# Task material:
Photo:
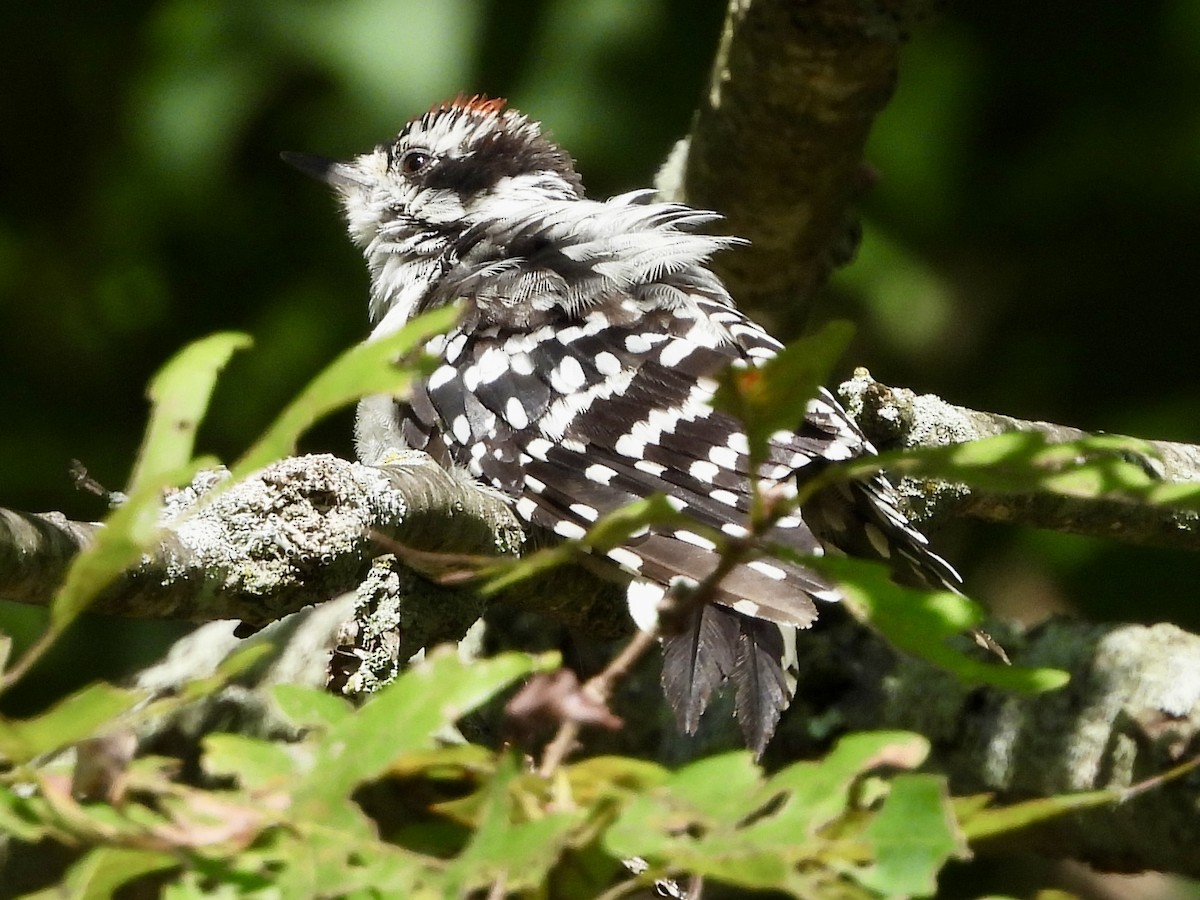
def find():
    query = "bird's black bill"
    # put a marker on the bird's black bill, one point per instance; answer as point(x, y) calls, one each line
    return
point(339, 174)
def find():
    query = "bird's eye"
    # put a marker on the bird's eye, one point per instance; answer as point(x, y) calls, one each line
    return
point(414, 161)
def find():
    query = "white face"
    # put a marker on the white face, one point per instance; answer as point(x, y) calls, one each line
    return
point(444, 167)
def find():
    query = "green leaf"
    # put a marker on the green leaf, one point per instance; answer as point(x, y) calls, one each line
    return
point(407, 715)
point(106, 869)
point(912, 837)
point(21, 816)
point(922, 622)
point(514, 843)
point(180, 394)
point(256, 763)
point(70, 720)
point(363, 370)
point(775, 395)
point(310, 706)
point(817, 792)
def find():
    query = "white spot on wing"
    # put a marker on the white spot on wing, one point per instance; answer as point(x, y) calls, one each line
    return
point(563, 528)
point(585, 511)
point(675, 353)
point(461, 429)
point(695, 540)
point(516, 414)
point(627, 558)
point(643, 598)
point(769, 570)
point(637, 343)
point(607, 364)
point(724, 457)
point(568, 377)
point(538, 448)
point(601, 474)
point(441, 377)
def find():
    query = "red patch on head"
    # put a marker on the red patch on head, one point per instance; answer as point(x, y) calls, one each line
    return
point(475, 103)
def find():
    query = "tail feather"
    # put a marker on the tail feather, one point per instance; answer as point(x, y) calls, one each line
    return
point(720, 645)
point(761, 688)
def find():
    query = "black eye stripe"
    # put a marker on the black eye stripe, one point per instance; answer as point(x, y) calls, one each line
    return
point(414, 161)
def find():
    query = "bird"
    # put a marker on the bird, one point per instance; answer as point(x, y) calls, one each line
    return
point(580, 377)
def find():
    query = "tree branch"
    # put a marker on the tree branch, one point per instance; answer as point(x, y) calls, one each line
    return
point(1132, 711)
point(897, 418)
point(777, 143)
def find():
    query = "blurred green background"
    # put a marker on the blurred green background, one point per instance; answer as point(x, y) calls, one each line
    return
point(1030, 247)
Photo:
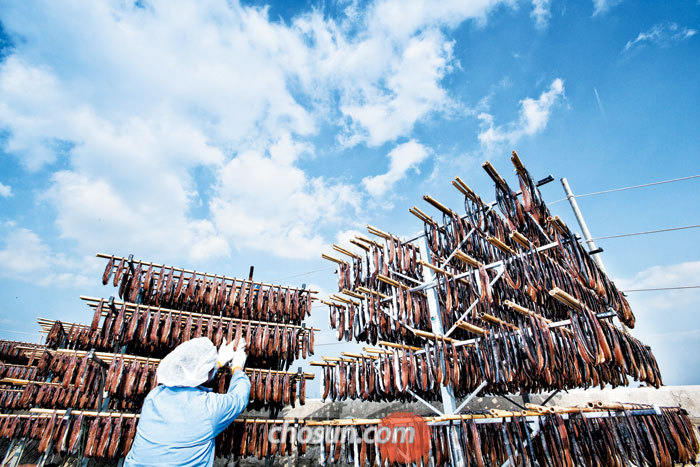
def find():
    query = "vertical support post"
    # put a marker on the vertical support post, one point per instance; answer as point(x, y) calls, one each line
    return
point(582, 223)
point(448, 398)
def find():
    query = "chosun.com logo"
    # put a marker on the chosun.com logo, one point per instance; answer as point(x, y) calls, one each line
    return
point(401, 437)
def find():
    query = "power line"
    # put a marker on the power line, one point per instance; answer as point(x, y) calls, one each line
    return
point(19, 332)
point(663, 288)
point(303, 274)
point(647, 232)
point(627, 188)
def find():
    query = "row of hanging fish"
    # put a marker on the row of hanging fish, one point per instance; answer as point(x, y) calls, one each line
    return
point(373, 319)
point(108, 437)
point(389, 259)
point(10, 351)
point(55, 396)
point(205, 293)
point(268, 389)
point(572, 264)
point(17, 371)
point(9, 396)
point(654, 440)
point(532, 359)
point(128, 380)
point(639, 437)
point(148, 331)
point(250, 439)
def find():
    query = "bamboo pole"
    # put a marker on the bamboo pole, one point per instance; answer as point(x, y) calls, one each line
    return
point(471, 328)
point(495, 241)
point(118, 259)
point(131, 307)
point(430, 335)
point(331, 258)
point(439, 206)
point(398, 346)
point(565, 298)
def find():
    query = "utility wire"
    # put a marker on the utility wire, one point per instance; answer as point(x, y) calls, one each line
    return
point(19, 332)
point(303, 274)
point(647, 232)
point(663, 288)
point(627, 188)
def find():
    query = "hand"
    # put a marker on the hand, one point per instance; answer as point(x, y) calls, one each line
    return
point(239, 356)
point(225, 355)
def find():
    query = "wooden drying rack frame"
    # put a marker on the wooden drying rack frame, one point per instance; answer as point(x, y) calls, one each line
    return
point(131, 307)
point(234, 280)
point(108, 358)
point(533, 413)
point(557, 293)
point(517, 238)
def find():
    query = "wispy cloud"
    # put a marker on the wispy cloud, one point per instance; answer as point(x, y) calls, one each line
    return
point(600, 104)
point(402, 158)
point(541, 13)
point(668, 320)
point(600, 7)
point(533, 117)
point(662, 34)
point(25, 257)
point(145, 112)
point(5, 190)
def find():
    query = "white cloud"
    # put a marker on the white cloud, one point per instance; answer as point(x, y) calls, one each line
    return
point(668, 320)
point(402, 158)
point(600, 7)
point(541, 13)
point(662, 34)
point(25, 257)
point(412, 90)
point(533, 117)
point(136, 111)
point(662, 276)
point(276, 207)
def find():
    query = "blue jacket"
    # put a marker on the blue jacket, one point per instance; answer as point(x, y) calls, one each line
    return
point(178, 424)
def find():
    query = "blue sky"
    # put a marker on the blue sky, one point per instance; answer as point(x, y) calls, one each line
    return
point(215, 135)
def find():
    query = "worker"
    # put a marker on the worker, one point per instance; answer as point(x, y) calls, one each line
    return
point(181, 416)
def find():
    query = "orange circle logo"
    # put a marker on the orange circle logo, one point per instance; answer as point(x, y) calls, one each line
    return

# Instructions for the task:
Quote the entire listing above verbatim, leaving the pictures out of your reply.

# Result below:
Photo:
def find():
    query = "bird's black bill"
    # put a marker on the bird's black bill, one point per instance; answer as point(x, y) calls, one each line
    return
point(339, 174)
def find():
    query = "bird's eye"
    # put a marker on the bird's eye, one point per instance; answer as point(x, y) calls, one each line
    return
point(414, 161)
def find():
    query = "white face"
    # put a marker on the white face, one point per instance; answer as point(x, y) calls, one each line
    return
point(444, 167)
def find():
    query = "green leaf"
    # put a marker on the green leaf, one point per instance; answer as point(x, y) calls, one each line
    return
point(407, 715)
point(106, 869)
point(912, 837)
point(21, 816)
point(922, 622)
point(514, 843)
point(180, 394)
point(256, 763)
point(70, 720)
point(363, 370)
point(775, 395)
point(310, 706)
point(817, 792)
def find():
    query = "white spot on wing"
    # put a marker on the white spot on wing, one point per instance; answer as point(x, y) calls, one each line
    return
point(563, 528)
point(585, 511)
point(675, 353)
point(461, 429)
point(695, 540)
point(516, 414)
point(627, 558)
point(643, 598)
point(769, 570)
point(637, 343)
point(607, 364)
point(724, 457)
point(568, 377)
point(538, 448)
point(601, 474)
point(441, 377)
def find():
    query = "red patch on head"
    # put a marker on the red patch on head, one point per instance; answer as point(x, y) calls, one each line
    return
point(475, 103)
def find():
    query = "tail feather"
    # put a marker on the tail feather, one point per instance; answer as point(x, y) calls, one each line
    return
point(720, 645)
point(761, 688)
def find():
    query = "black eye stripe"
    # put a marker on the black eye stripe, one point per instance; answer as point(x, y) calls, one each line
    return
point(414, 161)
def find():
    query = "bird"
    # put a marker on the bird, one point per instance; answer as point(x, y) calls, one each line
    return
point(580, 377)
def find():
    query = "tree branch"
    # put a marker on the tree branch, one point per instance; answer as point(x, y) calls, one each line
    return
point(1132, 711)
point(897, 418)
point(777, 143)
def find():
    query = "blurred green background"
    # put a marker on the blurred green background, one point per instance; answer as point(x, y) calls, one each line
    return
point(1030, 247)
Photo:
def find():
    query = "vertical support post"
    # put a marker on the vertical support post, one point per instance; answer as point(x, y) calls, one each line
    return
point(582, 223)
point(448, 398)
def find():
    query = "chosun.com logo"
    # put a marker on the chosun.com logo, one point per instance; answer as point(x, y) calls, one each line
    return
point(401, 437)
def find():
    query = "power line"
    # put a marker on the power line, one point per instance; answer as point(x, y) calls, one each line
    return
point(19, 332)
point(663, 288)
point(303, 274)
point(647, 232)
point(627, 188)
def find():
    query = "row of hanging fish"
    # put a marker on the row of hanging fish, one point per instance; answer as point(x, y) calls, one each line
    return
point(373, 319)
point(108, 437)
point(389, 259)
point(10, 351)
point(55, 396)
point(205, 293)
point(268, 389)
point(572, 264)
point(17, 371)
point(9, 396)
point(654, 440)
point(532, 359)
point(128, 380)
point(639, 437)
point(148, 331)
point(250, 439)
def find():
    query = "bamboo pole"
    # put a marker on the bamboo pole, one point per instance; answer as point(x, y) calls, one each line
    return
point(471, 328)
point(495, 241)
point(118, 259)
point(131, 307)
point(430, 335)
point(331, 258)
point(439, 206)
point(398, 346)
point(565, 298)
def find():
    query = "utility wire"
    # put a marker on the utility wire, one point per instance; answer as point(x, y) calls, one each line
    return
point(19, 332)
point(303, 274)
point(647, 232)
point(663, 288)
point(627, 188)
def find():
    query = "hand"
    # put a marker on the hand, one point per instance; answer as point(x, y) calls, one each line
    return
point(239, 356)
point(225, 355)
def find():
    query = "wooden drying rack frame"
    # put a marker on the wooden drying rack frame, one point per instance; answer as point(x, y) calls, one each line
    return
point(131, 307)
point(234, 280)
point(108, 358)
point(533, 413)
point(557, 293)
point(517, 238)
def find():
    query = "wispy cloud"
    # put a marker on the wispy cloud, one point per instance; answer as point(x, y) calls, one each line
    return
point(600, 104)
point(402, 158)
point(541, 13)
point(668, 320)
point(600, 7)
point(533, 117)
point(662, 34)
point(25, 257)
point(145, 112)
point(5, 190)
def find():
    query = "white cloud"
    # put a marker on the white cloud, one point per instance; answer as point(x, y) calls, one each line
    return
point(668, 320)
point(402, 158)
point(600, 7)
point(541, 13)
point(662, 34)
point(25, 257)
point(412, 90)
point(533, 117)
point(136, 111)
point(662, 276)
point(276, 207)
def find():
    query = "blue jacket"
    # put a marker on the blue jacket, one point per instance; answer as point(x, y) calls, one each line
    return
point(178, 424)
def find():
    query = "blue sky"
    # put a marker on the blue sky, one point per instance; answer as point(x, y) calls, one each line
    return
point(215, 135)
def find():
    query = "worker"
    # put a marker on the worker, one point per instance; answer as point(x, y) calls, one each line
    return
point(181, 416)
def find():
    query = "orange circle logo"
    # put a marker on the orange circle logo, one point per instance; answer as point(x, y) calls, one each line
    return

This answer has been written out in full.